• INFORMATION SHOWN:

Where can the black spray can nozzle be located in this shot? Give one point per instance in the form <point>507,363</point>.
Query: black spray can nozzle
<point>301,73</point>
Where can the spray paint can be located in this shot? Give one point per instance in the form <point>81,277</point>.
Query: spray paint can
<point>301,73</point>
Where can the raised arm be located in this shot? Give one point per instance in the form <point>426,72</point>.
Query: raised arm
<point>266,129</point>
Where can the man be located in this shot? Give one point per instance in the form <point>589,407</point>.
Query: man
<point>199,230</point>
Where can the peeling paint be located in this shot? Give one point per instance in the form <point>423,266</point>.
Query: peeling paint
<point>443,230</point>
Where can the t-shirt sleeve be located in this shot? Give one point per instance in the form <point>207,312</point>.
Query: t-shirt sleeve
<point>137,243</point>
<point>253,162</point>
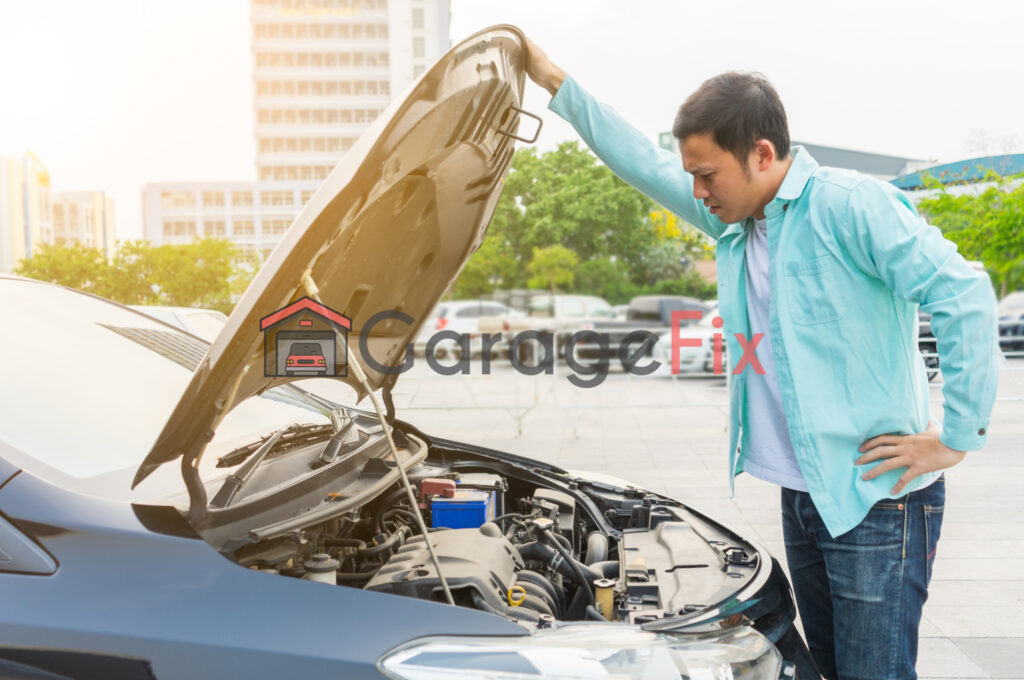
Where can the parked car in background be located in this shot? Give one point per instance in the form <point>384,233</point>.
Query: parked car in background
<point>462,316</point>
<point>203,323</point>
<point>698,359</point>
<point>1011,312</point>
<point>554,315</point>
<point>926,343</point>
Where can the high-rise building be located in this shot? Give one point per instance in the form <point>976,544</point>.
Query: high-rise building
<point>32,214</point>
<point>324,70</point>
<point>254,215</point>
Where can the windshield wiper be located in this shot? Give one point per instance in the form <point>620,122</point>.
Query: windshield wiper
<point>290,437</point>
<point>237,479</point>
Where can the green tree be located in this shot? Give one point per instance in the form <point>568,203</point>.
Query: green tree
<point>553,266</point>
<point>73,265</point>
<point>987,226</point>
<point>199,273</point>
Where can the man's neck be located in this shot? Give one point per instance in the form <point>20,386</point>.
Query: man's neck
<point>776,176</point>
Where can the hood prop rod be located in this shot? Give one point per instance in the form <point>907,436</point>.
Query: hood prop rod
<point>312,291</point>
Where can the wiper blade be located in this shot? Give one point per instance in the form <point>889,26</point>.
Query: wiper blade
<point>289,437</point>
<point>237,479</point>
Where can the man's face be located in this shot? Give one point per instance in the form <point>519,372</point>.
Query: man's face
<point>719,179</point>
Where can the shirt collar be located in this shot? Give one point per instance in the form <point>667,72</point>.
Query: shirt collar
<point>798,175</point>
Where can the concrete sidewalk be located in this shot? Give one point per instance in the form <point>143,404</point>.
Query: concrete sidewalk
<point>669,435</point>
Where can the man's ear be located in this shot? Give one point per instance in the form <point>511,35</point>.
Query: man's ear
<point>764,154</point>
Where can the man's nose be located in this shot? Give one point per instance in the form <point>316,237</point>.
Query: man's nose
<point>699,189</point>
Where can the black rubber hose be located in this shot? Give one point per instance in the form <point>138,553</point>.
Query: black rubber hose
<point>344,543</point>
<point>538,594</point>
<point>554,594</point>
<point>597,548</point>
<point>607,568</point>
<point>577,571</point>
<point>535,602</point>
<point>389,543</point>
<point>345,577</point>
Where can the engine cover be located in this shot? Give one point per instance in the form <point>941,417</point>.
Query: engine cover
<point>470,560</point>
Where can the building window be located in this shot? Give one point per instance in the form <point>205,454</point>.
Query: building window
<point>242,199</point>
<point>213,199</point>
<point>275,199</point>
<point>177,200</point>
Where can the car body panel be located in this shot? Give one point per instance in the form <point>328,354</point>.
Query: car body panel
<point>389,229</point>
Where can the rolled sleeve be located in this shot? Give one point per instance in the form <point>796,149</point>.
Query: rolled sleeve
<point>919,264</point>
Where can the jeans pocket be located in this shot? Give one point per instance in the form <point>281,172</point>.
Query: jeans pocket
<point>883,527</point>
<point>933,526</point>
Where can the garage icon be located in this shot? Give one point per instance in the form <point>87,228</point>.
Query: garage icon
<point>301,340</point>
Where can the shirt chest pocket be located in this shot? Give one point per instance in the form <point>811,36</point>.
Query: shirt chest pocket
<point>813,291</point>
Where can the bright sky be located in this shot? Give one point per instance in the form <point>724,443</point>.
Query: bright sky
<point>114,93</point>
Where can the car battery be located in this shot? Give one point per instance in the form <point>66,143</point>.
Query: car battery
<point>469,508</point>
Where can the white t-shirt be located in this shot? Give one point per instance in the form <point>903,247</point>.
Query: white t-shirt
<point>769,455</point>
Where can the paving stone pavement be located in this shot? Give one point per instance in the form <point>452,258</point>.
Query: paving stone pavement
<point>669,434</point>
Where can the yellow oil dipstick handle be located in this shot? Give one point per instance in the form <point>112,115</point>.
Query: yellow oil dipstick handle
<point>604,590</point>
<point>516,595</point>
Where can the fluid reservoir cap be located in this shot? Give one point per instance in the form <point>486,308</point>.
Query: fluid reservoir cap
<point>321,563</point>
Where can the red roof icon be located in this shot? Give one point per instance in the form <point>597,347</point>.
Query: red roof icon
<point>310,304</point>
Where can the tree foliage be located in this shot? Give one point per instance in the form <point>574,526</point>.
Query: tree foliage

---

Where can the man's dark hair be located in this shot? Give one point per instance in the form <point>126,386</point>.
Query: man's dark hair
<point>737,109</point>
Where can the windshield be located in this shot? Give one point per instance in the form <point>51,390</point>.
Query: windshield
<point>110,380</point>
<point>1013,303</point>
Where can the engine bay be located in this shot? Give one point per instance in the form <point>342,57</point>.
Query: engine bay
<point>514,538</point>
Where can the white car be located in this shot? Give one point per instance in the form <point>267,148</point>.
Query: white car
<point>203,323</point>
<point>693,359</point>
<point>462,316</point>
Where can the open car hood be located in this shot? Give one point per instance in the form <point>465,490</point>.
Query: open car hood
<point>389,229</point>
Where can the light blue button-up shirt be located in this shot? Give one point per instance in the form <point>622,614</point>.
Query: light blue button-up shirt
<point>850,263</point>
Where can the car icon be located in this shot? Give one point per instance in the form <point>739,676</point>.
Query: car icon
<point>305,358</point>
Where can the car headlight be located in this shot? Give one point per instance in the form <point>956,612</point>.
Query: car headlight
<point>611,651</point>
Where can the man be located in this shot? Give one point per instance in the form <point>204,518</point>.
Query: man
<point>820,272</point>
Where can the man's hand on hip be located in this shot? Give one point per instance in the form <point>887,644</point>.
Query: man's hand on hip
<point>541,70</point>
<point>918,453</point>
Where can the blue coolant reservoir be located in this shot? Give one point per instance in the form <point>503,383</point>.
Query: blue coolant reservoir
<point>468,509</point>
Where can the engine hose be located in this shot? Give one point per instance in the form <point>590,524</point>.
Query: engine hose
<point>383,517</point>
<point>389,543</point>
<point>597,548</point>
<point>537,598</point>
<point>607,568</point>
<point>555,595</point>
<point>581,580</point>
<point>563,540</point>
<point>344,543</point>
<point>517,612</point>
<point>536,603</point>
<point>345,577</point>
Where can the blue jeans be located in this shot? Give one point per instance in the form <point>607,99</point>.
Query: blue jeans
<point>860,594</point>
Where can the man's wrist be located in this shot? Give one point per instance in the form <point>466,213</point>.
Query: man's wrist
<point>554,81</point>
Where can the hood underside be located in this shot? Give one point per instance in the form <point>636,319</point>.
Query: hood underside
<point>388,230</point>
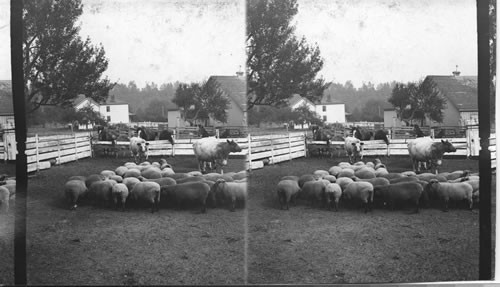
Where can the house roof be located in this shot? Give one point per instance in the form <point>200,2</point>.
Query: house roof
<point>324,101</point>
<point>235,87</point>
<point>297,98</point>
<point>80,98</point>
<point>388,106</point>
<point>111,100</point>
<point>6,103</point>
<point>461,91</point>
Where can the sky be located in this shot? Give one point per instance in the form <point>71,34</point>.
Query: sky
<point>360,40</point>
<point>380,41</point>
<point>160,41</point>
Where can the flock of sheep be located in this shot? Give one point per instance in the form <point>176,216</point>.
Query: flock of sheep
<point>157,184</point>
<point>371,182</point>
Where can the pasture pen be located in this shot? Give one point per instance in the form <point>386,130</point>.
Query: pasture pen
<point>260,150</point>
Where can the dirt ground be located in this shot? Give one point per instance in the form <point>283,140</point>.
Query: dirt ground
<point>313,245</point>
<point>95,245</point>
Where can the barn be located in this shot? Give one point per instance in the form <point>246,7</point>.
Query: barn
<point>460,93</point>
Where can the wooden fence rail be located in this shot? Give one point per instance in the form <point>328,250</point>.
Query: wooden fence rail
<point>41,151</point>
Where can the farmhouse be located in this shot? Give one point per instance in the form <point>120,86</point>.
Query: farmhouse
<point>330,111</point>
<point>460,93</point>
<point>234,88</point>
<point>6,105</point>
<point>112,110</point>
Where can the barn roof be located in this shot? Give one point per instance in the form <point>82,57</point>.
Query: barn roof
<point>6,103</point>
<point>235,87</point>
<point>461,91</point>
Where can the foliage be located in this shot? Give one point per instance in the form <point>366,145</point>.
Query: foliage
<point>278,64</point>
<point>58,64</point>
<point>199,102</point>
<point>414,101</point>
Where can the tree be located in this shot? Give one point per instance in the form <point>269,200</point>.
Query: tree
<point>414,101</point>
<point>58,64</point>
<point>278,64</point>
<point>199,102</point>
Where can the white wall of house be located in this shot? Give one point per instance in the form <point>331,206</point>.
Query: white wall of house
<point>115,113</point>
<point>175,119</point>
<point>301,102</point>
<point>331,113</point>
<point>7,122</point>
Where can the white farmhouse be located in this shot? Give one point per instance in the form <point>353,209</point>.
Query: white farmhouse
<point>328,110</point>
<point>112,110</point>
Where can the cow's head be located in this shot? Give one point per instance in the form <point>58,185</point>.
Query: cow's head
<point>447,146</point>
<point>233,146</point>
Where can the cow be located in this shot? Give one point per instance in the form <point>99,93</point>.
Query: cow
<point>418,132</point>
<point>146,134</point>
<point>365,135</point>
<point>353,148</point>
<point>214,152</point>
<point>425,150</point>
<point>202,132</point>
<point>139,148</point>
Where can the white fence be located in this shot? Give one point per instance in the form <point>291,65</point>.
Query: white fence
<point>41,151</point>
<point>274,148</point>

• EXERCISE AIM: Would you please copy, word for word, everything above from the line containing "Query: black rubber hose" down to the line containing "Where can the engine cover", those two lines included?

• WRITTEN ANSWER:
Query: black rubber hose
<point>344,543</point>
<point>538,594</point>
<point>554,594</point>
<point>597,548</point>
<point>607,568</point>
<point>577,571</point>
<point>535,602</point>
<point>389,543</point>
<point>345,577</point>
Where can the engine cover be located in this shot? Give one point per instance in the form <point>941,417</point>.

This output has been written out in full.